### Given instruction
Repeat exactly, and only, the lines from the line containing "[point] nose landing" through the last line of the records below, including both.

### Provided entries
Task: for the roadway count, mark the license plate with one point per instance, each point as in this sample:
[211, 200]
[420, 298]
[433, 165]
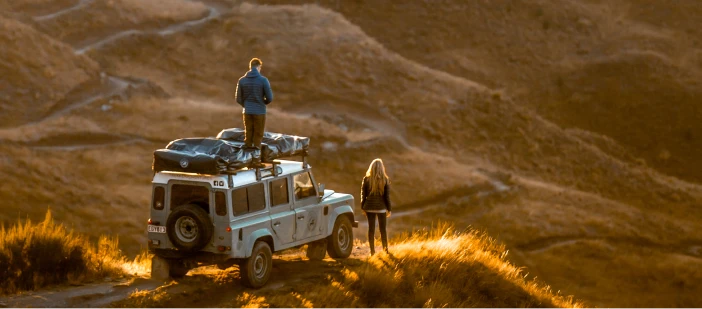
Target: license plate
[156, 229]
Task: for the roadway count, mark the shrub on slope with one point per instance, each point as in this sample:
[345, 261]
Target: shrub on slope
[36, 255]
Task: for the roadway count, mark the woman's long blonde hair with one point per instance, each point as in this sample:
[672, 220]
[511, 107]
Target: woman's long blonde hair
[377, 177]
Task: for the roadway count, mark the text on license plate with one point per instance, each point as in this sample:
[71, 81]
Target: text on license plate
[156, 229]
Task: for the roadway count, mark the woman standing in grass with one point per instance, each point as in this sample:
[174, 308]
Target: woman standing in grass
[375, 201]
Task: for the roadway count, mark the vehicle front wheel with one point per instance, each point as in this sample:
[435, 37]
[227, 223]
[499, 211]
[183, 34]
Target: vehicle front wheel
[256, 270]
[317, 250]
[340, 242]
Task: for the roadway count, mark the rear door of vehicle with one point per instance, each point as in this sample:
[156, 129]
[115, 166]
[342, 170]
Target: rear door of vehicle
[282, 213]
[307, 209]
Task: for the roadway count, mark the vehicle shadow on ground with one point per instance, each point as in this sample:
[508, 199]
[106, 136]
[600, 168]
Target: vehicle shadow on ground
[211, 286]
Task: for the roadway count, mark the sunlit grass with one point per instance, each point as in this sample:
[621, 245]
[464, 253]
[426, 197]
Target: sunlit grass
[36, 255]
[438, 267]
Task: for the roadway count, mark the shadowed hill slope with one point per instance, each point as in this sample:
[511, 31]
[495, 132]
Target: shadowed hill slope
[640, 56]
[31, 84]
[558, 197]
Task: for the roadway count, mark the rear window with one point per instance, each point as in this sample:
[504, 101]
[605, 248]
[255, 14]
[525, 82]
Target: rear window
[279, 192]
[220, 203]
[188, 194]
[248, 199]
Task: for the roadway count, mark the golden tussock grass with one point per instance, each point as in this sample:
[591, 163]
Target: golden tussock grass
[432, 268]
[36, 255]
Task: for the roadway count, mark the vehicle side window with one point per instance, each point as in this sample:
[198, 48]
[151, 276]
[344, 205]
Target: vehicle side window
[240, 204]
[159, 198]
[257, 198]
[279, 192]
[248, 199]
[304, 187]
[220, 203]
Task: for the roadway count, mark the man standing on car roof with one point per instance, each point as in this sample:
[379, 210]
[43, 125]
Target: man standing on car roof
[253, 92]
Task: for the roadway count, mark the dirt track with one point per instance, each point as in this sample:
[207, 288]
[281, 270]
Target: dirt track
[576, 191]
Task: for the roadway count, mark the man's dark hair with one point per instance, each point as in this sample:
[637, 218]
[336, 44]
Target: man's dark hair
[255, 62]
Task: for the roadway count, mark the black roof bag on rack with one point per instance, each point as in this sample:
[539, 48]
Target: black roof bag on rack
[225, 153]
[274, 145]
[203, 156]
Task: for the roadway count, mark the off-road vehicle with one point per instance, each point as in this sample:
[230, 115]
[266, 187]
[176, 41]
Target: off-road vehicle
[240, 217]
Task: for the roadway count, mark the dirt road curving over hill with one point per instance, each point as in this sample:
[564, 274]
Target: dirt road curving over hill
[579, 117]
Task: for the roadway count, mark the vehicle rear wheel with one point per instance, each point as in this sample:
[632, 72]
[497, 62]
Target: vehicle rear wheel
[340, 242]
[177, 269]
[189, 228]
[317, 250]
[159, 268]
[256, 270]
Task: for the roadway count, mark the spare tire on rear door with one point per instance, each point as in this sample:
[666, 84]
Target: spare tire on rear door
[189, 228]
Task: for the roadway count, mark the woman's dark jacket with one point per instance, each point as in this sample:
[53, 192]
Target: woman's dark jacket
[374, 201]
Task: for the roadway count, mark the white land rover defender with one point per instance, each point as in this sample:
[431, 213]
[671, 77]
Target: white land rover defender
[242, 217]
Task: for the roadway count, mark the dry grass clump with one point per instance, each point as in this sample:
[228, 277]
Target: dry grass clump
[36, 255]
[442, 268]
[437, 268]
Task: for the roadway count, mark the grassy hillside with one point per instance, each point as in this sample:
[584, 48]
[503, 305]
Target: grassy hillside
[437, 268]
[33, 256]
[566, 129]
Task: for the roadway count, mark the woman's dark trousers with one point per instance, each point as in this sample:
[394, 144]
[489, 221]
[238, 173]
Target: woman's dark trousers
[382, 220]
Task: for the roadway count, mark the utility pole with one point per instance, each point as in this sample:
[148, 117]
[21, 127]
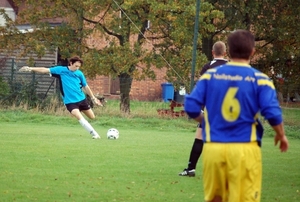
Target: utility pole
[196, 28]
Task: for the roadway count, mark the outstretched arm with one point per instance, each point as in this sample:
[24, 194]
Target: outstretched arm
[42, 70]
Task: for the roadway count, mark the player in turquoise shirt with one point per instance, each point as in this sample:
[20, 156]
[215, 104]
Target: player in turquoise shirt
[72, 82]
[234, 95]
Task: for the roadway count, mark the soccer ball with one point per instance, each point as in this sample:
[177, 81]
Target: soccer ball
[112, 134]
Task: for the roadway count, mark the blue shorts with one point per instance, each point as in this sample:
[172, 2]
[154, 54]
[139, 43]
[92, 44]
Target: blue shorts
[82, 105]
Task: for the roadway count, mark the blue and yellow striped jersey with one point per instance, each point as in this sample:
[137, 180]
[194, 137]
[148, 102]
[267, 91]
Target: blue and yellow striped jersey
[234, 95]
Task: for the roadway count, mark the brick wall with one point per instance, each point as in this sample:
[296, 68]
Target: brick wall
[145, 90]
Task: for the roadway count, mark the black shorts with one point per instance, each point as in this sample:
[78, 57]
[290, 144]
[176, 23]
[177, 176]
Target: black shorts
[82, 105]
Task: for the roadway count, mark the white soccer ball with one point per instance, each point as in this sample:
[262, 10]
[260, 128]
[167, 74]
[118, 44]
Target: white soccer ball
[112, 134]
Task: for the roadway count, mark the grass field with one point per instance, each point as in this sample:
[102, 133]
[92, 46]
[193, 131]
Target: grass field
[48, 157]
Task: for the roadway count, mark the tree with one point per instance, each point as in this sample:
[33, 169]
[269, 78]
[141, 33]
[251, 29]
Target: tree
[132, 48]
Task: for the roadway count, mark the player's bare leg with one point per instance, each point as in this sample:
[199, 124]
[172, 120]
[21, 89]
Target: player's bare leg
[89, 113]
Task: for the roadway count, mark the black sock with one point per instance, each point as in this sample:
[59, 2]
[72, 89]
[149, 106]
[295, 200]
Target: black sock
[195, 153]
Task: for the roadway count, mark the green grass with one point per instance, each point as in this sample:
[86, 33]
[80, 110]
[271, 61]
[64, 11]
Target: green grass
[46, 157]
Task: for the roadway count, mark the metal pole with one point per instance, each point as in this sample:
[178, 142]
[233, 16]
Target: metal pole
[196, 28]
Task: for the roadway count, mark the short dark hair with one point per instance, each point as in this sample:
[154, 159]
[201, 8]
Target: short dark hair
[240, 44]
[74, 59]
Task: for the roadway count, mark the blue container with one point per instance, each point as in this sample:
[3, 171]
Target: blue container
[167, 91]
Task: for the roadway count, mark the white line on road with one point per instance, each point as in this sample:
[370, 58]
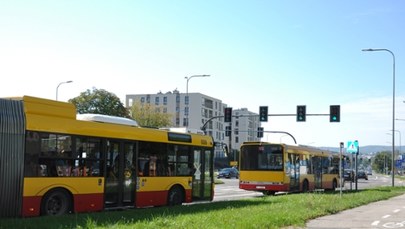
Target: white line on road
[375, 223]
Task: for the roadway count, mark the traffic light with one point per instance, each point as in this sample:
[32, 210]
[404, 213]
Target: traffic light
[263, 113]
[228, 131]
[301, 113]
[334, 115]
[260, 132]
[228, 114]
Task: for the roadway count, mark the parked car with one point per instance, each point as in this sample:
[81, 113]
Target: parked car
[361, 174]
[228, 173]
[348, 175]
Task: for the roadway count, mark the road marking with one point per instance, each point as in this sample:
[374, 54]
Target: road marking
[375, 223]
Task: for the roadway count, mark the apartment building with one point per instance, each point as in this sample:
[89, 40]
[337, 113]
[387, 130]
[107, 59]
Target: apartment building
[193, 111]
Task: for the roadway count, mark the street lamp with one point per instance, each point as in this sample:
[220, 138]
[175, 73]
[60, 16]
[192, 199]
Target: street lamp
[57, 88]
[187, 99]
[393, 106]
[400, 139]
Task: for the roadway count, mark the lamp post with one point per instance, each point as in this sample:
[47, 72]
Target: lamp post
[400, 139]
[57, 88]
[187, 99]
[393, 107]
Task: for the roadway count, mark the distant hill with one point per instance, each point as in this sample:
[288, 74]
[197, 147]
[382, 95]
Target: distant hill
[365, 149]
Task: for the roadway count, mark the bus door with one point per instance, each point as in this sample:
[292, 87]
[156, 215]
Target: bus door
[202, 175]
[317, 163]
[121, 174]
[294, 171]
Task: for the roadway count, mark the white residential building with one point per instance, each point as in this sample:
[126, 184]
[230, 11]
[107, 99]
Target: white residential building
[199, 110]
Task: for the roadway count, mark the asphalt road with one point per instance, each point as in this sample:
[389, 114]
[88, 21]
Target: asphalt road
[383, 214]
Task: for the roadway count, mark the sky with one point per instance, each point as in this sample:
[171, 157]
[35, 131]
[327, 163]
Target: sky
[278, 54]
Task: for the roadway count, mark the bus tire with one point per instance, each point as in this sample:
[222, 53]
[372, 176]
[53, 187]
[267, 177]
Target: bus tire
[176, 196]
[56, 202]
[305, 186]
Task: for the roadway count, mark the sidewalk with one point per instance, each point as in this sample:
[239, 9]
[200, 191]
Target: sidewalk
[382, 214]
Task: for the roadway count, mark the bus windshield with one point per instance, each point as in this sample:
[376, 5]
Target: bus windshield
[262, 157]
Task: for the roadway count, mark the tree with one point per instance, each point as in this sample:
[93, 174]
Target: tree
[150, 116]
[99, 101]
[382, 162]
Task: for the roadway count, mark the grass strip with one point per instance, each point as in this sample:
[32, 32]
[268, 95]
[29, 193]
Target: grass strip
[262, 212]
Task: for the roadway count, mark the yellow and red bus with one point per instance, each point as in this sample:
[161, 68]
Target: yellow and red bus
[271, 168]
[53, 161]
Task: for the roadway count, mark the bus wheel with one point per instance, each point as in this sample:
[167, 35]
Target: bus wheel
[305, 186]
[176, 196]
[269, 193]
[56, 202]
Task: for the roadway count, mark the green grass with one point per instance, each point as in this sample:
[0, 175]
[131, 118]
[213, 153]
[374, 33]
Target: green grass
[264, 212]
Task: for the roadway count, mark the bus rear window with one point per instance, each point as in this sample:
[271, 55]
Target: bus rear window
[264, 157]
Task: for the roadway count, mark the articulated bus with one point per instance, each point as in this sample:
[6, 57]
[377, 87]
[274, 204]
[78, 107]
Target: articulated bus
[271, 168]
[53, 161]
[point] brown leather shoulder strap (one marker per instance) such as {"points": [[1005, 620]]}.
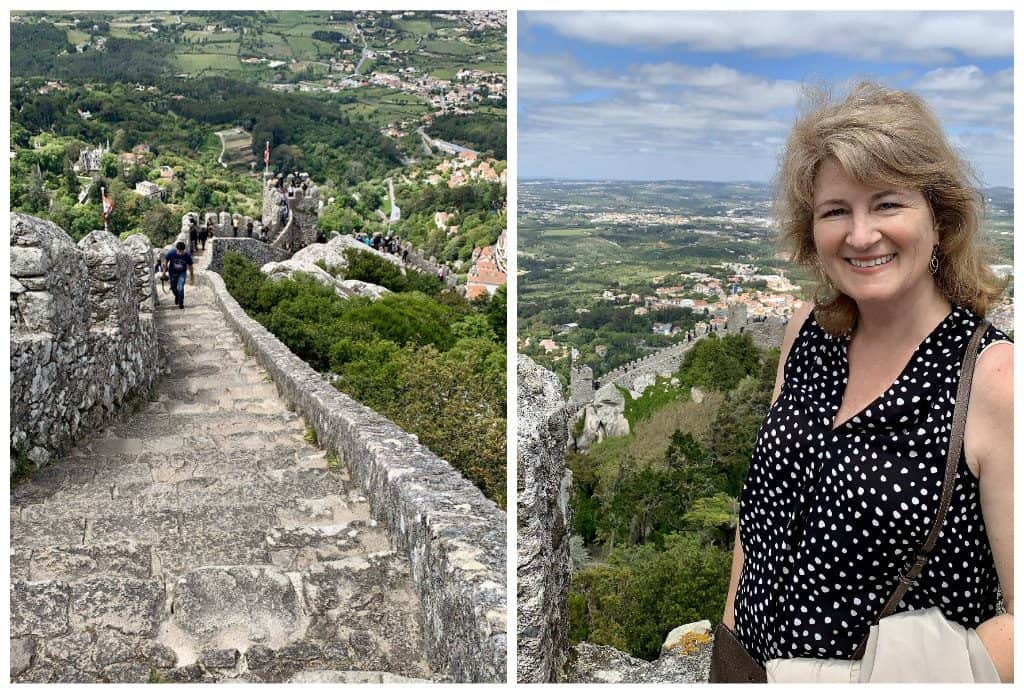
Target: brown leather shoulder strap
{"points": [[952, 459]]}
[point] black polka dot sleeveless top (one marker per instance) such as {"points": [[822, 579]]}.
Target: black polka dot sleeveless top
{"points": [[830, 518]]}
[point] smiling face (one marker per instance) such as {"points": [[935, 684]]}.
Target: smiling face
{"points": [[873, 243]]}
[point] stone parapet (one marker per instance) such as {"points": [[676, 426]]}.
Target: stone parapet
{"points": [[257, 251], [83, 336], [454, 536]]}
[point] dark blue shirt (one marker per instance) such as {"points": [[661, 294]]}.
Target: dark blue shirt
{"points": [[177, 262]]}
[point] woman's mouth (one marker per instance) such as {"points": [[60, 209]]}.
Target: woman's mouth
{"points": [[871, 262]]}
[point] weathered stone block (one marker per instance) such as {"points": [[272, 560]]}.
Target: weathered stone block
{"points": [[260, 601], [39, 608], [130, 605]]}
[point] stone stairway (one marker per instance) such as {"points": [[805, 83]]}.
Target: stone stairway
{"points": [[202, 538]]}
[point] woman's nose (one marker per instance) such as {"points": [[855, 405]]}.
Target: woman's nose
{"points": [[863, 231]]}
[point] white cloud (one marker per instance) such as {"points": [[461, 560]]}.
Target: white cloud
{"points": [[965, 78], [722, 121], [920, 37]]}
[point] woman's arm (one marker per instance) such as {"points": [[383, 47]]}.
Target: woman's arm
{"points": [[988, 443], [792, 330]]}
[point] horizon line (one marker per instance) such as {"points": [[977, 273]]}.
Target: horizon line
{"points": [[672, 180]]}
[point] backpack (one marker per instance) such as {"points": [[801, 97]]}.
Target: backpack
{"points": [[177, 264]]}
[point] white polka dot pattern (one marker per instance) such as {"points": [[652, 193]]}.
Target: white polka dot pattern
{"points": [[829, 518]]}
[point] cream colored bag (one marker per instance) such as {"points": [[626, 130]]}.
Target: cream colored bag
{"points": [[910, 647]]}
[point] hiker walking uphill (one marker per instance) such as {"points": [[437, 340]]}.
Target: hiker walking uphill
{"points": [[176, 264]]}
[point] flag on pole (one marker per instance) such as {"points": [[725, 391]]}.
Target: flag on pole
{"points": [[108, 204]]}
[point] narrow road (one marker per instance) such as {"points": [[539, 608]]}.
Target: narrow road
{"points": [[204, 538]]}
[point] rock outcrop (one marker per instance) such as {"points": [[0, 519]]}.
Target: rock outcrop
{"points": [[603, 418], [544, 566], [83, 338], [543, 486], [589, 663]]}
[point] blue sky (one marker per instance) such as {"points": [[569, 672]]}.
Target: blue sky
{"points": [[711, 95]]}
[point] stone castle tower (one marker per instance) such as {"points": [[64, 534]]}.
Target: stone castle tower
{"points": [[736, 320], [302, 199]]}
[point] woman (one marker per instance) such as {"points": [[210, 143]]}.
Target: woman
{"points": [[847, 471]]}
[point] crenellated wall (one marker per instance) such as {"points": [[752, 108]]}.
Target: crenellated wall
{"points": [[257, 251], [83, 337]]}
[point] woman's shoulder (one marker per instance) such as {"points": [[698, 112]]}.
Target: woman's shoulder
{"points": [[801, 320]]}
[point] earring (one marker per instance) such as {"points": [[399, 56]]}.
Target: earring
{"points": [[933, 263]]}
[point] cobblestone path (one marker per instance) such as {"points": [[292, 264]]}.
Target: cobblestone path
{"points": [[203, 538]]}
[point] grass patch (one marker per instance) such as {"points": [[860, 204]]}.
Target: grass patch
{"points": [[656, 396]]}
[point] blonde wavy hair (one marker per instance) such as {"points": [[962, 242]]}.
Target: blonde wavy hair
{"points": [[884, 137]]}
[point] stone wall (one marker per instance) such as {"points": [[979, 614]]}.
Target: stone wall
{"points": [[454, 536], [83, 336], [640, 373], [257, 251], [662, 362], [767, 335], [581, 385], [544, 518]]}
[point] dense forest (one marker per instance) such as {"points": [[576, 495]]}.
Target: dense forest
{"points": [[427, 359], [654, 512]]}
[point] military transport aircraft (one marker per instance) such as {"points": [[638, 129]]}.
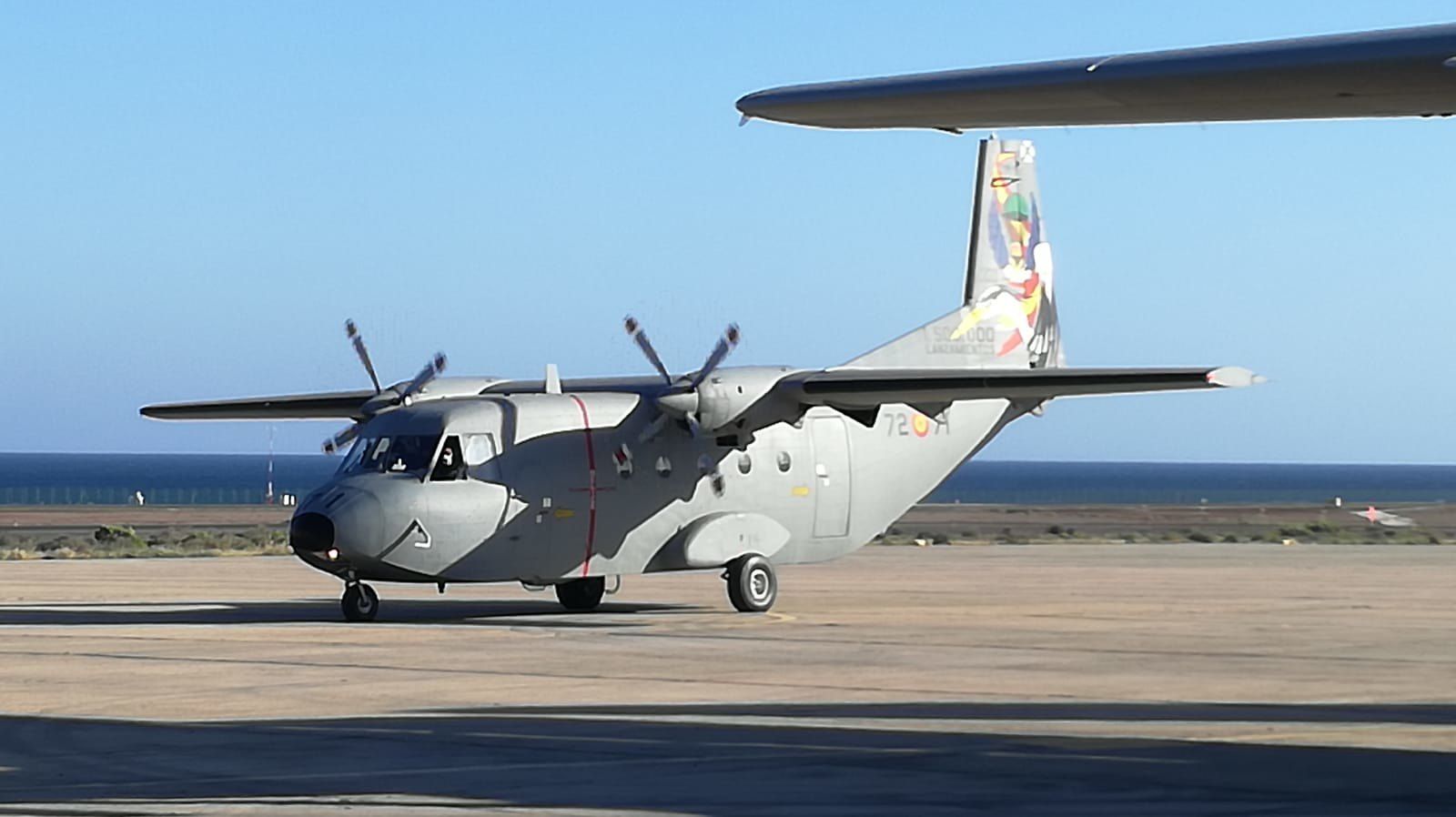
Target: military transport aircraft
{"points": [[734, 469]]}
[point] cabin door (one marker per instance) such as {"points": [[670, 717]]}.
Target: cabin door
{"points": [[830, 477]]}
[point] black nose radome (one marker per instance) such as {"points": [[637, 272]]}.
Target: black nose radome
{"points": [[310, 532]]}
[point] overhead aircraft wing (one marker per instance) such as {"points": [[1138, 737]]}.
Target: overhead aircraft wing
{"points": [[320, 405], [1407, 72], [858, 392]]}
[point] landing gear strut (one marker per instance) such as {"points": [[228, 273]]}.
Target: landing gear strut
{"points": [[752, 584], [581, 594], [360, 601]]}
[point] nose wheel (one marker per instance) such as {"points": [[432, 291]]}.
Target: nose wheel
{"points": [[581, 594], [360, 601], [752, 584]]}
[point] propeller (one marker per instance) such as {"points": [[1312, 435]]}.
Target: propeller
{"points": [[681, 398], [363, 353], [402, 397]]}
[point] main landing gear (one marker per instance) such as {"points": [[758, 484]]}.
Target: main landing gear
{"points": [[581, 594], [752, 584], [360, 601]]}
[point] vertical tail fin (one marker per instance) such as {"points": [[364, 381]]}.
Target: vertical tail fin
{"points": [[1008, 318]]}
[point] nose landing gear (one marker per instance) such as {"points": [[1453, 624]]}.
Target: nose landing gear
{"points": [[360, 601], [581, 594], [752, 584]]}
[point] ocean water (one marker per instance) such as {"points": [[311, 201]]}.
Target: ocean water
{"points": [[165, 479]]}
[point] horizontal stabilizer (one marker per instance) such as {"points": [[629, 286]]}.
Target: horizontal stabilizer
{"points": [[1375, 73], [322, 405], [865, 388]]}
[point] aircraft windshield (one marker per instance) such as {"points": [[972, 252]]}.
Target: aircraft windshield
{"points": [[392, 455]]}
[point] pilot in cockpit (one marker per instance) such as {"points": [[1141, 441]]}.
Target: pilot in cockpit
{"points": [[451, 462]]}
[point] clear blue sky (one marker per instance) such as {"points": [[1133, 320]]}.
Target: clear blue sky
{"points": [[196, 196]]}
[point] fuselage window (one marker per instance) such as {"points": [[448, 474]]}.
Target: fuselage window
{"points": [[480, 456], [450, 465], [392, 455]]}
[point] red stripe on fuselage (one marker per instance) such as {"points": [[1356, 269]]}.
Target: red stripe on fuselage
{"points": [[592, 485]]}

### Answer in full
[point] nose landing gear (one marker per instance) such as {"points": [[1453, 624]]}.
Target: nose landing gear
{"points": [[360, 601], [581, 594], [752, 584]]}
[point] ocean water (one marker per instance) such as {"points": [[311, 201]]}.
Target: ocean water
{"points": [[165, 479]]}
[point] horizontal stabilizer (one marker per instance) such as {"points": [[629, 286]]}.
Target: horizontal stabilizer
{"points": [[1375, 73], [322, 405], [865, 388]]}
[point] aircraft windshield (one marker per instance) such as {"points": [[972, 252]]}.
Target: aircraft windshield
{"points": [[392, 455]]}
[point] pilot in cockpit (one marker per instance) such as {"points": [[1141, 441]]}.
Target: pilot in cockpit
{"points": [[451, 462]]}
[point] clear blue sky (one marker per instance) such as {"points": [[1133, 320]]}.
Target: clear blue sky
{"points": [[196, 196]]}
[point] fuselage window (one marker per instance) such as {"points": [[448, 474]]}.
Target: fuselage window
{"points": [[480, 456], [450, 465], [392, 455]]}
[point] red stripe on fuselage (one marker per instance) such as {"points": [[1356, 269]]}.
Target: red stripe on fuselage
{"points": [[592, 485]]}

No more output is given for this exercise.